**Exercise**
Set down word for word the part of the interview that opens with the words containing "Withrow: Less now" and closes with "things like that.".

**Document section**
^^^^^^^^^^^^^^^^
MD: How many albums have you recorded at this point?

Withrow: Let’s see, I’ve recorded one under a band called Buckeye with a drummer who played drums I made for him. Then I recorded a couple just under my name that are more old time. Then when my son was born, I stayed at home for about a week when my wife was recovering and I was kind of watching him and during that week I recorded an instrumental album called Lullaby with either the guitars that I had made or his crib toys for extra sound effects and so forth. It was sort of imagining what it might be like if you were in the womb and the next day not, how strange it might be. Then I recorded one more recently, that was all more or less kids songs, called Cows & Crocs &Dirty Socks. That was pretty much all with the instruments that I made myself. So I guess five or six albums in all.

MD: Do you perform much?

Withrow: Less now than in the past. I’ve got two kids now and when I finished my residency and started work I was under the false impression I’d have more time, but I have less time. I’d like to say that I played more than I do, but I still play mostly at festivals and things like that.
^^^^^^^^^^^^^^^^
**Record excerpts**
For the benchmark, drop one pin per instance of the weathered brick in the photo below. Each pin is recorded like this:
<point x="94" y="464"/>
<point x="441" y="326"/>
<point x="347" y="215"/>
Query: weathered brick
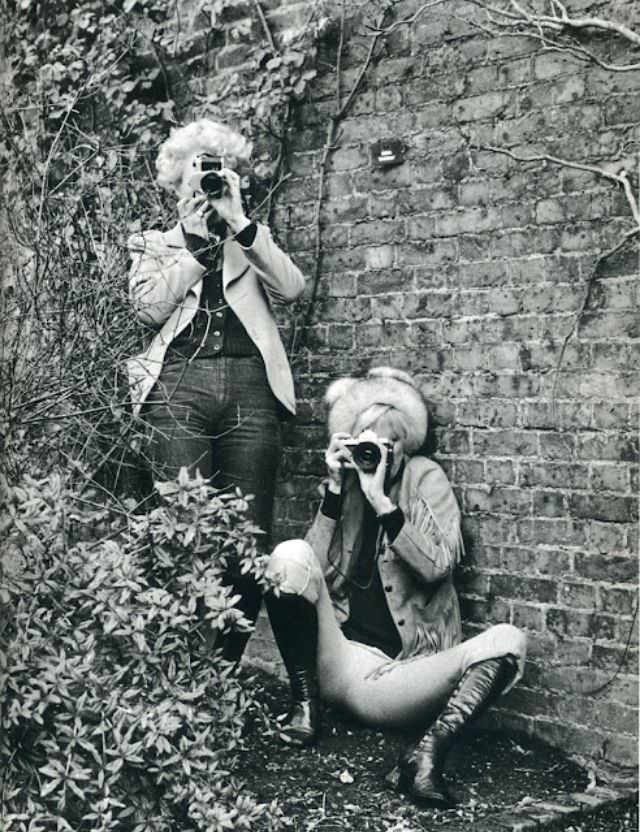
<point x="610" y="568"/>
<point x="606" y="508"/>
<point x="505" y="443"/>
<point x="617" y="600"/>
<point x="606" y="477"/>
<point x="529" y="589"/>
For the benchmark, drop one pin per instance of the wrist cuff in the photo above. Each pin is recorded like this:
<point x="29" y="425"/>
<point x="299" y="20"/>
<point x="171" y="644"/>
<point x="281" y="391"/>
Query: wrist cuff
<point x="392" y="522"/>
<point x="331" y="504"/>
<point x="247" y="236"/>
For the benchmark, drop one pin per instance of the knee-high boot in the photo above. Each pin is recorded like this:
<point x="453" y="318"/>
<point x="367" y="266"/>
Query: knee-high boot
<point x="419" y="772"/>
<point x="294" y="622"/>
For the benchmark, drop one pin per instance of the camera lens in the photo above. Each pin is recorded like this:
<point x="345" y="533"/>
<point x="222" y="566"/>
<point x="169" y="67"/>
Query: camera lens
<point x="212" y="185"/>
<point x="367" y="456"/>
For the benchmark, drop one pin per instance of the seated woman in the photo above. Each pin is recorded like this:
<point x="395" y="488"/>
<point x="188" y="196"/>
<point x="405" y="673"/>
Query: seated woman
<point x="364" y="610"/>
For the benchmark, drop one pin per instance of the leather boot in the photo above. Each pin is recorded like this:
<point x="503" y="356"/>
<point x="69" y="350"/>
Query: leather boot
<point x="419" y="773"/>
<point x="294" y="622"/>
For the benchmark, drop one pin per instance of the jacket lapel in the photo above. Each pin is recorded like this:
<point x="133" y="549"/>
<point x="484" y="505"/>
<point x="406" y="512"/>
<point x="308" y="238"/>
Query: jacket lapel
<point x="234" y="263"/>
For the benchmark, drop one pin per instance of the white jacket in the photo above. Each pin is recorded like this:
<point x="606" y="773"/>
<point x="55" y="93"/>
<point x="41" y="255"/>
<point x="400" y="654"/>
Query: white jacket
<point x="165" y="283"/>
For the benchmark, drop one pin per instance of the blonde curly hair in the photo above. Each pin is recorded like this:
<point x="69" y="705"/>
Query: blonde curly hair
<point x="200" y="136"/>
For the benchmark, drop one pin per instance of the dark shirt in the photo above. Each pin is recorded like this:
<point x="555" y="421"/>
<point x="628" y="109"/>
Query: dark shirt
<point x="369" y="621"/>
<point x="215" y="328"/>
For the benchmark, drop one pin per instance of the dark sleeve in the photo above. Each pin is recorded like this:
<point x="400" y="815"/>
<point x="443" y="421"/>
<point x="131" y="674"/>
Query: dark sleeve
<point x="392" y="523"/>
<point x="247" y="236"/>
<point x="331" y="504"/>
<point x="197" y="246"/>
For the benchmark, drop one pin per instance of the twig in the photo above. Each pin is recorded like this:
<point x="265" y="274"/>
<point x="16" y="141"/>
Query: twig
<point x="407" y="21"/>
<point x="265" y="27"/>
<point x="619" y="178"/>
<point x="299" y="332"/>
<point x="516" y="21"/>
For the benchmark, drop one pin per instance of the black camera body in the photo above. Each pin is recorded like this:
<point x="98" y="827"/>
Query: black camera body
<point x="366" y="453"/>
<point x="205" y="178"/>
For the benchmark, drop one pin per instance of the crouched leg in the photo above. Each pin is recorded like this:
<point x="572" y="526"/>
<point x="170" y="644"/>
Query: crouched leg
<point x="291" y="605"/>
<point x="494" y="662"/>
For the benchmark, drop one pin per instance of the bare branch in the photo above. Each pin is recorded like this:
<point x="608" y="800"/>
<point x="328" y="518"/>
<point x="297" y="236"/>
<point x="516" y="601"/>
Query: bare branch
<point x="407" y="21"/>
<point x="620" y="178"/>
<point x="556" y="31"/>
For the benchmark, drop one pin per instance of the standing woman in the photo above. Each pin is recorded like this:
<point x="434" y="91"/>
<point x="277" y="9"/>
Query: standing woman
<point x="215" y="382"/>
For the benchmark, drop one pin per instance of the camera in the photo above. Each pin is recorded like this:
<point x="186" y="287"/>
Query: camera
<point x="366" y="452"/>
<point x="205" y="178"/>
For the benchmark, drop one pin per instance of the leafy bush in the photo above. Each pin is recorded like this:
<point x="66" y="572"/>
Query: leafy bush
<point x="115" y="712"/>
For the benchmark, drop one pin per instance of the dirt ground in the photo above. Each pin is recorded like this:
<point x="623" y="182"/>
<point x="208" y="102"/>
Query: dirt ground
<point x="339" y="785"/>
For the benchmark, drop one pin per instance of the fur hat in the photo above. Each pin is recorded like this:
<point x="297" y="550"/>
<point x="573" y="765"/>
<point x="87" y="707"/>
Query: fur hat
<point x="348" y="398"/>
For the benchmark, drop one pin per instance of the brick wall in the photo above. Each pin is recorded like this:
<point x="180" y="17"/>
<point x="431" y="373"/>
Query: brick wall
<point x="467" y="270"/>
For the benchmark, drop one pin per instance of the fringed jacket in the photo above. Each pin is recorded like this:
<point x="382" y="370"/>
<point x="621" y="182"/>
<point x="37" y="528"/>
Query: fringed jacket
<point x="415" y="569"/>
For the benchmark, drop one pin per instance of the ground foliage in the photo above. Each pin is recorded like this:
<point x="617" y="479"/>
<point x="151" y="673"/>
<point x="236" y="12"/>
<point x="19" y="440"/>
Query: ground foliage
<point x="340" y="784"/>
<point x="116" y="713"/>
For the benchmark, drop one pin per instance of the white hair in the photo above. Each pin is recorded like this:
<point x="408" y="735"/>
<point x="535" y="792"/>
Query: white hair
<point x="198" y="137"/>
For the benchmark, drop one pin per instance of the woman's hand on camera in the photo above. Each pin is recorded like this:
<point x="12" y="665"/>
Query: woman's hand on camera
<point x="193" y="213"/>
<point x="337" y="457"/>
<point x="372" y="484"/>
<point x="229" y="207"/>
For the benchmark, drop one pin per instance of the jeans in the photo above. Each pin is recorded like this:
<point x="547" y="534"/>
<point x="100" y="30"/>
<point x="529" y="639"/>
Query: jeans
<point x="219" y="416"/>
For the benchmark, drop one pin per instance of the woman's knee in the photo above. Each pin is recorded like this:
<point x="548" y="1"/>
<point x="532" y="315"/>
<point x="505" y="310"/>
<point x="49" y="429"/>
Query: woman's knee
<point x="294" y="568"/>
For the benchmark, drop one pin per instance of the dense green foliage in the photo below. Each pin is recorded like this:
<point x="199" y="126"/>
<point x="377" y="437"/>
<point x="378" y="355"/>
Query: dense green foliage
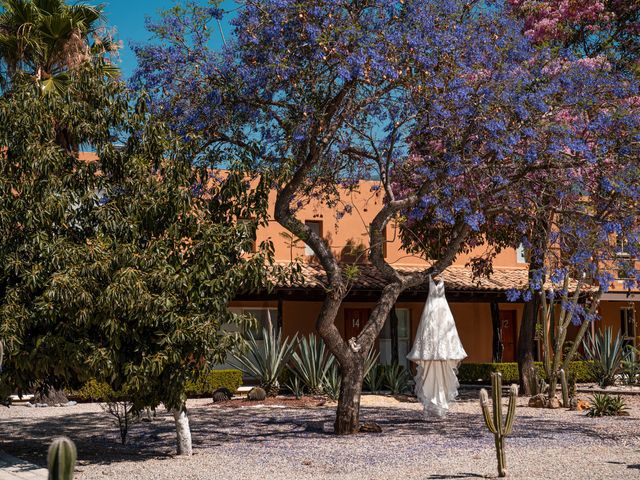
<point x="119" y="268"/>
<point x="209" y="381"/>
<point x="43" y="41"/>
<point x="481" y="372"/>
<point x="205" y="383"/>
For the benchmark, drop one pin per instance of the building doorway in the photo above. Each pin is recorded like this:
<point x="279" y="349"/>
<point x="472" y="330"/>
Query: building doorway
<point x="403" y="316"/>
<point x="508" y="332"/>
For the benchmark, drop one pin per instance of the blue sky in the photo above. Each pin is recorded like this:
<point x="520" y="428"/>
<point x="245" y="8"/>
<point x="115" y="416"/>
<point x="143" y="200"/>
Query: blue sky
<point x="128" y="18"/>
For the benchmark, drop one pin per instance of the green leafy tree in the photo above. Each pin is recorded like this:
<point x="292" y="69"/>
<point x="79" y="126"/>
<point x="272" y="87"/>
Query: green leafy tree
<point x="119" y="267"/>
<point x="44" y="40"/>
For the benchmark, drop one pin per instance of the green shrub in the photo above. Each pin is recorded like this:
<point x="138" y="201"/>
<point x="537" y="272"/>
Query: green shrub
^^^^^^^^^^^^^^^^
**Task response**
Withrow: Less now than in the past. I’ve got two kids now and when I finished my residency and started work I was under the false impression I’d have more time, but I have less time. I’d like to say that I played more than I do, but I still play mostly at festivals and things like that.